Refugees: A careful program that has helped so many

Peter Hartcher's dispassionate analysis (Forum, 4/11) of the situation on Manus Island stands in stark contrast to the emotional (one could say hysterical) outbursts being whipped up by those who would be happy to see our controlled immigration program subverted for ideological and self-serving reasons. Some Australians who are neither racists nor redneck bigots are not in the slightest bit ashamed of that carefully orchestrated program which has benefited so many people in the past, is doing so every week and will do so into the future.

What is of great regret is that some who have been made aware of the wonderful opportunities and attributes of our nation have been led to believe that if they can just get here they will stay here, to be eventually joined by their families and friends. Some men are now are now suffering the consequences of that deception and delusion.

Illustration: Michael Leunig.

Illustration: Michael Leunig.

The Greens, lawyers and refugee advocates acting to the benefit of venal migration agents and people smugglers should be condemned for their past and, at one stage, successful machinations to remove controls on informal immigration. This is what led to the present impasse.

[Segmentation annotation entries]
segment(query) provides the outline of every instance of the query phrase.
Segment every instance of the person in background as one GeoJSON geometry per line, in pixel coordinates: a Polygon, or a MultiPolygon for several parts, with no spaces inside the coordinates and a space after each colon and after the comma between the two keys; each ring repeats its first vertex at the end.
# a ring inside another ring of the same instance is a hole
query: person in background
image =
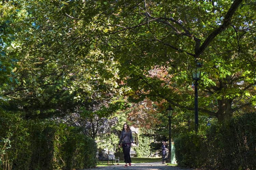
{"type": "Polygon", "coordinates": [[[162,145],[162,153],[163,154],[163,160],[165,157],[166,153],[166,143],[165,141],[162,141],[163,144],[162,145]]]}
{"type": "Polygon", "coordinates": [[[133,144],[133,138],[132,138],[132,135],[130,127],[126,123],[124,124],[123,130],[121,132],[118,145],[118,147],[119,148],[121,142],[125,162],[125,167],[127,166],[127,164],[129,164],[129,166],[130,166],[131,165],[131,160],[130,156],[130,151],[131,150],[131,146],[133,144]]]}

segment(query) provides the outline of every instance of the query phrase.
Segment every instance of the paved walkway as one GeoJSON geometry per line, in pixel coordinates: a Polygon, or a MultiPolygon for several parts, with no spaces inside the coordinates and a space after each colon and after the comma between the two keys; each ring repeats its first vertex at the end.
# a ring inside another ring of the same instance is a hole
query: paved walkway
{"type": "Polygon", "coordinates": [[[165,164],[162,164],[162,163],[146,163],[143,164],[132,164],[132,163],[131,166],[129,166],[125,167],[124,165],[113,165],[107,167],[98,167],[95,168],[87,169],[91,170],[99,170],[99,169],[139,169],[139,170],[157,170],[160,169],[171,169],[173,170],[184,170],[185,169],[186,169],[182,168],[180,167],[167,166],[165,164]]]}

* * *

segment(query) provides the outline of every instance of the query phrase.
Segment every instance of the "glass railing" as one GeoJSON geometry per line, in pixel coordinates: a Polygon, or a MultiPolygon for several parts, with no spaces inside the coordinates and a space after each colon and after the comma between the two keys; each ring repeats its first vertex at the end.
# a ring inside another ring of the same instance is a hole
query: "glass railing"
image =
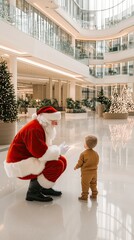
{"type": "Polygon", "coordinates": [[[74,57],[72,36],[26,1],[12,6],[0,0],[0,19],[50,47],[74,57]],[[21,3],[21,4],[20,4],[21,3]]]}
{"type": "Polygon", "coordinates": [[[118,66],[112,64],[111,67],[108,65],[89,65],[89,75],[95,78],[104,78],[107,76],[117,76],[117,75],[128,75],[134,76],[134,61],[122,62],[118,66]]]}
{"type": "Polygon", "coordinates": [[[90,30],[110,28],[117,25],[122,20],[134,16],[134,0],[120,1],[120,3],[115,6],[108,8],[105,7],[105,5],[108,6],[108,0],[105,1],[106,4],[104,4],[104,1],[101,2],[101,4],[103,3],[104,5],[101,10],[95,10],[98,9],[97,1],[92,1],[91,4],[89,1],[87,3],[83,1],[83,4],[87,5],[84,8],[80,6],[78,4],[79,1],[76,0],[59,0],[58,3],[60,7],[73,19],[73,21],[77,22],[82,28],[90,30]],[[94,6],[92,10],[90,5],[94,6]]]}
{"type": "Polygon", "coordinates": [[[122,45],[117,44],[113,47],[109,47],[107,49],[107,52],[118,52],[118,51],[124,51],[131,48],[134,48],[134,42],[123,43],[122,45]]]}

---

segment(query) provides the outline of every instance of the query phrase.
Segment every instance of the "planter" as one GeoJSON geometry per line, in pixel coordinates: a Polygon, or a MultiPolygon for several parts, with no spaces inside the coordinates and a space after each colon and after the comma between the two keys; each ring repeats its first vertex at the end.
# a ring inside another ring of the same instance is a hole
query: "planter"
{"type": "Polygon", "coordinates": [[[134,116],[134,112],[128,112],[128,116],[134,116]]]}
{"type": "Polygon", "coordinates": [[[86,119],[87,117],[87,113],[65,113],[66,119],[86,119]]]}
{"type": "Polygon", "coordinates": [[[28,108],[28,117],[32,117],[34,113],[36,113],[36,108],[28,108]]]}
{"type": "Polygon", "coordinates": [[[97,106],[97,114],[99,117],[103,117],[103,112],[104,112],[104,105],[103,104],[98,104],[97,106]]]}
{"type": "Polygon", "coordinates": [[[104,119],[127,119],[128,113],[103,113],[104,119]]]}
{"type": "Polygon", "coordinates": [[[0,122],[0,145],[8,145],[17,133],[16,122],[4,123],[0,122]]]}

-- Tasks to complete --
[1] In the refugee letter, whose analysis of the situation on Manus Island is described as dispassionate?
[2] Write out everything in the refugee letter from "The Greens, lawyers" down to "the present impasse.".
Use only the refugee letter when responding.

-- Expected results --
[1] Peter Hartcher's.

[2]
The Greens, lawyers and refugee advocates acting to the benefit of venal migration agents and people smugglers should be condemned for their past and, at one stage, successful machinations to remove controls on informal immigration. This is what led to the present impasse.